══ Extract provided ══

Sprinter Sam Effah on running while black
I am blessed to be surrounded on the start line by athletes I can identify with, and some of my biggest advocates are white, but the micro-aggressions and taunting never stop.

Runningmagazine.ca June 5, 2020

Sam Effah at 2018 Commonwealth Games, Australia. Photo: Athletics Canada


I step out of my apartment; the streets are empty. I rush to finish my sprints before sunrise hits. It’s an eerie feeling, but this is the reality of training through a pandemic. It’s different, it’s new, and I’m respecting social distance guidelines. I’m bundled up from head to toe because it’s chilly in the early morning. As people begin to populate the sidewalks, I joke to myself, “Are they staring because I’m out of breath from my workout? Or do they think I could be a threat?” I’ll never know.

People have done double takes on me for as long as I can remember. When you see a black man in hooded clothing, what’s the first thing that pops into your mind? Do you assume he’s in sport? Do you think he’s going for a brisk walk? Are you neutral? Or do you hold a negative assumption? The latter is an unconscious bias in a society predominantly dictated by white ideals – and I hate it.

I’m not speaking on a new issue, but this is my personal experience. When you’re judged unfairly as a black man, you suppress it, excuse it, develop a thick skin, and you keep it moving.

How does one begin to understand the rampant violence aimed at victims like George Floyd, Breonna Taylor, Philando Castile and Ahmaud Arbery? You don’t, because you can’t.

I personally identified with Lawrence Crosby, a 25-year-old black engineering student who was tackled and arrested in Chicago in 2015 for “stealing” his own car. We were almost the same age. It was confusing to read the article, and painful to witness the tapes.

He was minding his own business, and the police racially profiled him and took him down aggressively. He co-operated peacefully. While the officers assaulted him, Lawrence recited the date of purchase and the car dealership’s address in case he ever faced a situation like this.

As a Canadian sprinter, I have been blessed to be surrounded on the start line by athletes I can identify with. I have a solid group of supporters from all backgrounds, with some of my biggest advocates being white. However, being subjected to micro-aggressions, taunting and racial slurs never stops. I’ve represented Canada across the globe at three world championships, three World University Games, two Commonwealth Games, and I am pushing for a 2021 Olympic berth.

I love track, because when I’m in the starting blocks, I have my own lane and my result is directly correlated to the efforts I’ve put forth in training. I control whether I win a medal, I am responsible for the races I lose and I am accountable for the injuries. Runners are judged by quantitative measures – which don’t discriminate. If you run the qualifying time and earn a place on the podium, you make the team.

In contrast, off the track I’m passionate about community development, mentorship and marketing – and I’ve had to prove myself more times than I can count. Why is it so difficult, as a black man, to be viewed as more than an athlete?


If you were to reverse the situation, few questions are asked of white athletes, and no one would be surprised to hear that he has several careers on the go.

“You ran track? There’s no way you graduated university, though.”

═══
══ Supplied records ══

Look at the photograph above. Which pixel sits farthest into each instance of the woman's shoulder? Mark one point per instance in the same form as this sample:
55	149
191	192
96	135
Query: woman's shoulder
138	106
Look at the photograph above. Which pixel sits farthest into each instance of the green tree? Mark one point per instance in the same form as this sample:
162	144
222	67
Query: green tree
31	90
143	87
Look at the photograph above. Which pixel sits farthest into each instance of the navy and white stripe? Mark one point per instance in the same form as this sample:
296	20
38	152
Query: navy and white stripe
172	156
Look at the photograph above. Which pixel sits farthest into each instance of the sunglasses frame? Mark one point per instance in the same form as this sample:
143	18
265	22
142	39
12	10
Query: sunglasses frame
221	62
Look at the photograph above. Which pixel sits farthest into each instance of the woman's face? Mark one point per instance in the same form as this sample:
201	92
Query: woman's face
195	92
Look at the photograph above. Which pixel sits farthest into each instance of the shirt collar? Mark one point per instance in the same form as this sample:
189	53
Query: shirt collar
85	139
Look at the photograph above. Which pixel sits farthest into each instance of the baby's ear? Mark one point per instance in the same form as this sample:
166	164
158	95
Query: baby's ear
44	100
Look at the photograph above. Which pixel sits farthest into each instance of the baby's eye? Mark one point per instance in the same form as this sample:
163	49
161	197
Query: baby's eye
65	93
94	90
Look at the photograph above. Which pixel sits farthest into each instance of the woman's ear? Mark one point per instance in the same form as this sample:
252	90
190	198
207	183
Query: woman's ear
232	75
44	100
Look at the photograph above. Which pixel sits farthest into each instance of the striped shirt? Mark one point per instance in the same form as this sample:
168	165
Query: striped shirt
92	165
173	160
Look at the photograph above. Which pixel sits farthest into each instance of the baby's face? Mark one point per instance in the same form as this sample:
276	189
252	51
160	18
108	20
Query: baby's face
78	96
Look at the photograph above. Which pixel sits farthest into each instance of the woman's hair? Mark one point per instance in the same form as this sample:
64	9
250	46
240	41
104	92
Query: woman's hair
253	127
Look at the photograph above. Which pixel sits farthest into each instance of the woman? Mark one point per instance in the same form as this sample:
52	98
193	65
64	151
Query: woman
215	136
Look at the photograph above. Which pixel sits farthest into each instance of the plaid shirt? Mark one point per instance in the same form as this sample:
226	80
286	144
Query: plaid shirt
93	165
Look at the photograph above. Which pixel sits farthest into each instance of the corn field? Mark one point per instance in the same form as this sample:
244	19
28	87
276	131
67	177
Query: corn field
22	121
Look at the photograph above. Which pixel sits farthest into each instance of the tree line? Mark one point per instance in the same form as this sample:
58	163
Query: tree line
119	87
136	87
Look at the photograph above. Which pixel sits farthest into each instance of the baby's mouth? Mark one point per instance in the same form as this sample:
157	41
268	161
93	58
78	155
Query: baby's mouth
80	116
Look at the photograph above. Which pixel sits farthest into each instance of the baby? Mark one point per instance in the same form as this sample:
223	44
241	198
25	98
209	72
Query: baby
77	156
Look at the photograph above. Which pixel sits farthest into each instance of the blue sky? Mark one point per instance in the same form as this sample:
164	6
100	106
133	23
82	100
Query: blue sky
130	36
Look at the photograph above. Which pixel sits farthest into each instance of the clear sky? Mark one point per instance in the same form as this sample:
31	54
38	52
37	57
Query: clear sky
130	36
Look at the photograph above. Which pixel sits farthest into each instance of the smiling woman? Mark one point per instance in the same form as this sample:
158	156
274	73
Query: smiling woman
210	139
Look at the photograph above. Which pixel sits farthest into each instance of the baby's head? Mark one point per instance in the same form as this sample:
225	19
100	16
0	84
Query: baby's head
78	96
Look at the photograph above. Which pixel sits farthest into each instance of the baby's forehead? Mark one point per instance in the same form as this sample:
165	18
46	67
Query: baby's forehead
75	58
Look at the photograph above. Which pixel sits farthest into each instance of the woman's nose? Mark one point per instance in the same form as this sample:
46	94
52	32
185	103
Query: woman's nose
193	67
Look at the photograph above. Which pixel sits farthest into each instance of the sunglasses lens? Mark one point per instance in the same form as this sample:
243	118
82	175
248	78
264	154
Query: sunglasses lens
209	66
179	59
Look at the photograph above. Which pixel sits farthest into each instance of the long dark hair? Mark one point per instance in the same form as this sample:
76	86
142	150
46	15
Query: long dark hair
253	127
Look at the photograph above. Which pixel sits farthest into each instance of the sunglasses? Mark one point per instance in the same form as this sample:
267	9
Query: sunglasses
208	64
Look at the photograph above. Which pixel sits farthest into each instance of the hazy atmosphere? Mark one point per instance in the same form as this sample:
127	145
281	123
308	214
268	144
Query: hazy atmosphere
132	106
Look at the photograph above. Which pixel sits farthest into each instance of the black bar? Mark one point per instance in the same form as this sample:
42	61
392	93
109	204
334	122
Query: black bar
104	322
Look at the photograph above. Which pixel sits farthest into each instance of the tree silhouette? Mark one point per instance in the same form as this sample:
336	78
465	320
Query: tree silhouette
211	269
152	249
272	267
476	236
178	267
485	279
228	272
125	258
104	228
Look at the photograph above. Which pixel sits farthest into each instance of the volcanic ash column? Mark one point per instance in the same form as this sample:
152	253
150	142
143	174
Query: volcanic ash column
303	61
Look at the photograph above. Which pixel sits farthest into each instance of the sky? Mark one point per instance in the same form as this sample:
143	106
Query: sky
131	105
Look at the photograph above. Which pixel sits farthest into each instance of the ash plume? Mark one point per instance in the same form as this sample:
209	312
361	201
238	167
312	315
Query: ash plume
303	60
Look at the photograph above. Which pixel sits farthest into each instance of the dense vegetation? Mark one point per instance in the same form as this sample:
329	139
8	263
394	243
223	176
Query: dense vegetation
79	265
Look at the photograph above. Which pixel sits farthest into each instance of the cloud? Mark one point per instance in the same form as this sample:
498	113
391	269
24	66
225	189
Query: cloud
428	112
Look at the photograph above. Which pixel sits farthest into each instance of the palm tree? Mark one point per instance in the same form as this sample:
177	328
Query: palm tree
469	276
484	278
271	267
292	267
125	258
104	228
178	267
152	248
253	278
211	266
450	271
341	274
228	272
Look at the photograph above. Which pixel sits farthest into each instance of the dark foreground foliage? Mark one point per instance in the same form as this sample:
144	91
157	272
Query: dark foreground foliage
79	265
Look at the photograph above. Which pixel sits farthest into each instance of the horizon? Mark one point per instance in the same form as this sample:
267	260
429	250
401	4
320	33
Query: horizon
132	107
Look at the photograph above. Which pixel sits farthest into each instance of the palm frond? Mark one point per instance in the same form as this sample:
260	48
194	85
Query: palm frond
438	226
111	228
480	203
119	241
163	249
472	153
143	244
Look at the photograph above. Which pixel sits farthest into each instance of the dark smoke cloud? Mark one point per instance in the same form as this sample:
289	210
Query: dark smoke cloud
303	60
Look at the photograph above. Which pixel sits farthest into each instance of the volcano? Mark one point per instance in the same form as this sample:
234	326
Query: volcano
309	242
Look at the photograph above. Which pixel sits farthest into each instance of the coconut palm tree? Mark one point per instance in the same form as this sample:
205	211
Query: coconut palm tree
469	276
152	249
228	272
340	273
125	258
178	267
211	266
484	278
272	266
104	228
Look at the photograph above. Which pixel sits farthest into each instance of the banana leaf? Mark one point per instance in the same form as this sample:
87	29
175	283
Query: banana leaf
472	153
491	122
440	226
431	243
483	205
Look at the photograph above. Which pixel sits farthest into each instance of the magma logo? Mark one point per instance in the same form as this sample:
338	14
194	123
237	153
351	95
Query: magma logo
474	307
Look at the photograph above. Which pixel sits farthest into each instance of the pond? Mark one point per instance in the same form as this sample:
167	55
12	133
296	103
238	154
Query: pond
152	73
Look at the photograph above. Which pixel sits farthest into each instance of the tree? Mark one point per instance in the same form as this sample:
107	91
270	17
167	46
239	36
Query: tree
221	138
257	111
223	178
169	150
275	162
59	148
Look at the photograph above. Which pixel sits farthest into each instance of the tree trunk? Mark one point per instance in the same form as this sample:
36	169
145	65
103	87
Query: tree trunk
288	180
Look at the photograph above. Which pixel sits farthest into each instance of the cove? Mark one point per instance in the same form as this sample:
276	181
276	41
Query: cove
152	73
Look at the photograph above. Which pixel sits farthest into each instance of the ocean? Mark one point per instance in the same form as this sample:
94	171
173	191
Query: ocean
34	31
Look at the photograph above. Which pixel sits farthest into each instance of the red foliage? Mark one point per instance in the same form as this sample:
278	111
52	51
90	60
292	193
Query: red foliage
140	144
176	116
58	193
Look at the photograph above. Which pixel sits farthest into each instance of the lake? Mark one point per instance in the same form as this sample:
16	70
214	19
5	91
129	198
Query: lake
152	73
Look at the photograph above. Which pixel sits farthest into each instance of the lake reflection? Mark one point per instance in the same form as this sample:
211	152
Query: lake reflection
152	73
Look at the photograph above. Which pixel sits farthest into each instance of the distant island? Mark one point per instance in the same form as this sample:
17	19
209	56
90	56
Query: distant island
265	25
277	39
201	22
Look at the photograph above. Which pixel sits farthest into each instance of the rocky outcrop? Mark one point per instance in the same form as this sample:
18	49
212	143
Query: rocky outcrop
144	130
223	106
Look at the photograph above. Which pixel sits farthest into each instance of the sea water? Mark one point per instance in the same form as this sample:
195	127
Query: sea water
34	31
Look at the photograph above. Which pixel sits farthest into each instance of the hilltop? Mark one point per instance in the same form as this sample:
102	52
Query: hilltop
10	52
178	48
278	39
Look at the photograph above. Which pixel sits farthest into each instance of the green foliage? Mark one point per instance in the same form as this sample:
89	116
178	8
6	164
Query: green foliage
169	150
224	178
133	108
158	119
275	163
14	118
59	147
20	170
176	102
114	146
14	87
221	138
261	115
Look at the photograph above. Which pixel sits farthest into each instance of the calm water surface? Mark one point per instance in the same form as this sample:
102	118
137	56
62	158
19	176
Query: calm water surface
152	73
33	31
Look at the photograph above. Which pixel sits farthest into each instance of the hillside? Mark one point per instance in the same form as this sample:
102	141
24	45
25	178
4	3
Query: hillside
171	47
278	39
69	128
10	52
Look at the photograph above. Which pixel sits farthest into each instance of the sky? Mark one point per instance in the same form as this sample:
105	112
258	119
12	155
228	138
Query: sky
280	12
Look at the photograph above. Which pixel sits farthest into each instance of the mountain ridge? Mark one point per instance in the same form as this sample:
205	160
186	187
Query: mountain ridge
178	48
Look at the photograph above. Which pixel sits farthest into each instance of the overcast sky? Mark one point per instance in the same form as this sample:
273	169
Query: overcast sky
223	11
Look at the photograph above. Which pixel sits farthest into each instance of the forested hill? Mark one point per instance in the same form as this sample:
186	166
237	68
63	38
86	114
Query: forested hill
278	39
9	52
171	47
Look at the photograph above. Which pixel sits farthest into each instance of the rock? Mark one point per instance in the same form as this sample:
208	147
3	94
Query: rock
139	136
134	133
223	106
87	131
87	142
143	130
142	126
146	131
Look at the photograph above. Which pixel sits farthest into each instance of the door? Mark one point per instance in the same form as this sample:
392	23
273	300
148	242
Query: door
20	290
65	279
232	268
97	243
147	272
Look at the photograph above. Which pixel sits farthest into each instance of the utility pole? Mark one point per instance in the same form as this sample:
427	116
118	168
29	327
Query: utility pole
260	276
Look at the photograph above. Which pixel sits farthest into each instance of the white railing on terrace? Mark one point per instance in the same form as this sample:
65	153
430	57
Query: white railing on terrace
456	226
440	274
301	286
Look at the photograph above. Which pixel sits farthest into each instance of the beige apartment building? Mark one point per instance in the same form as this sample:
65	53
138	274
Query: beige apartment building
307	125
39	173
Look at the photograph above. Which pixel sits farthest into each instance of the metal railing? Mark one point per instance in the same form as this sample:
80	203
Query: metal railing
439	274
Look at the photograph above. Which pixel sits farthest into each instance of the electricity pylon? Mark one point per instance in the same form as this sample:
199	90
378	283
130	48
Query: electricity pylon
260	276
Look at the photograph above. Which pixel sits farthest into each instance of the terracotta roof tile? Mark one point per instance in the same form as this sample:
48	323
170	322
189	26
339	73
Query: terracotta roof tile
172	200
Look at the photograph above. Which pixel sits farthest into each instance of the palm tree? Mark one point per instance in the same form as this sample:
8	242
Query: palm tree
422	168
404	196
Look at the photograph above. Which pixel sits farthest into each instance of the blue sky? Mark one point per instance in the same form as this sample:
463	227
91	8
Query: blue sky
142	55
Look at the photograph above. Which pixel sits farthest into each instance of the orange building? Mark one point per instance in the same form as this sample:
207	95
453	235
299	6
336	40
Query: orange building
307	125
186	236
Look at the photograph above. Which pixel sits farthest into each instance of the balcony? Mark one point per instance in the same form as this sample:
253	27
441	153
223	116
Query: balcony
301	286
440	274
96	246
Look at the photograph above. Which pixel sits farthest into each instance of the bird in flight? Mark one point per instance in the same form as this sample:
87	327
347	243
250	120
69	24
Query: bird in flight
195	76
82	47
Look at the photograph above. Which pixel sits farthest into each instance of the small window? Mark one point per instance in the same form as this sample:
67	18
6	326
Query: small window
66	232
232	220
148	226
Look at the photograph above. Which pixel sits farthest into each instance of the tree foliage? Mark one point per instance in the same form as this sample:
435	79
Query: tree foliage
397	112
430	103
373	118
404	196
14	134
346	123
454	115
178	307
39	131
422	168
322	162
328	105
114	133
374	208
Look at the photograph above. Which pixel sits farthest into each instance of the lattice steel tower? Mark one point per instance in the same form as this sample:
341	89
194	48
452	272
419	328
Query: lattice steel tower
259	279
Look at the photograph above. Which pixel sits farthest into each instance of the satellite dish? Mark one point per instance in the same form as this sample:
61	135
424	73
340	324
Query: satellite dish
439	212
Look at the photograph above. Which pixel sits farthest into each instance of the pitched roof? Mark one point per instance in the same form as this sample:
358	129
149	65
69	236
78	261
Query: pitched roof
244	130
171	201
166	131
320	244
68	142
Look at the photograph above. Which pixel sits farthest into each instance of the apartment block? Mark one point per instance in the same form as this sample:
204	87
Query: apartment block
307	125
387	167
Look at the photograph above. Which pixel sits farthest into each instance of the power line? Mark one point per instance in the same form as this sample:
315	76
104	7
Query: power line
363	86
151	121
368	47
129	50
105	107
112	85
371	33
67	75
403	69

═══

* Instructions to follow *
Pick up the essay by sprinter Sam Effah on running while black at the point where it stops, and keep writing it. The records are separate material and have nothing to do with the text.

* Result for this task *
“Whoa! You’re so well spoken, for a black dude!”

“I can call you nigger – black guys rap it in songs. I don’t mean it.”

“You’re smart, but you’re definitely the exception, no offense.”


I am a proud bachelor of commerce graduate, and each statement hits hard. And I work harder. I’ve made a conscious effort to give no one a reason to utter these words. I’ve done more than 120 speaking engagements over the last 10 years. I present to schools, corporate businesses, senior executives, CEOs and diverse communities. I’m a member of the Canadian Association of Urban Financial Professionals (CAUFP), an organization that provides a link between corporations and black communities through innovative programs. They offer professional development and networking, which have been game changers in my life.

I love connecting with people, period. I want to show others that black athletes and black people generally are positive, contributing members to society.

I have spent a lot of time losing myself in this social media fever over the last few days, and I’m overwhelmed. Not because the situation is scary, but because it’s finally being taken seriously. I appreciate the check-in texts and the loads of inquiries to learn about my culture, but I’m extremely sad to see that we are still not having the right conversations.

This is not a black issue, but an issue that needs to be addressed by everyone. Unconscious bias needs to be looked at head first. I challenge you to figure out how we can undo these built-in mindsets and build a better society – one where you’re judged not by the colour of your skin but by the content of your character, like Martin Luther King Jr. historically described.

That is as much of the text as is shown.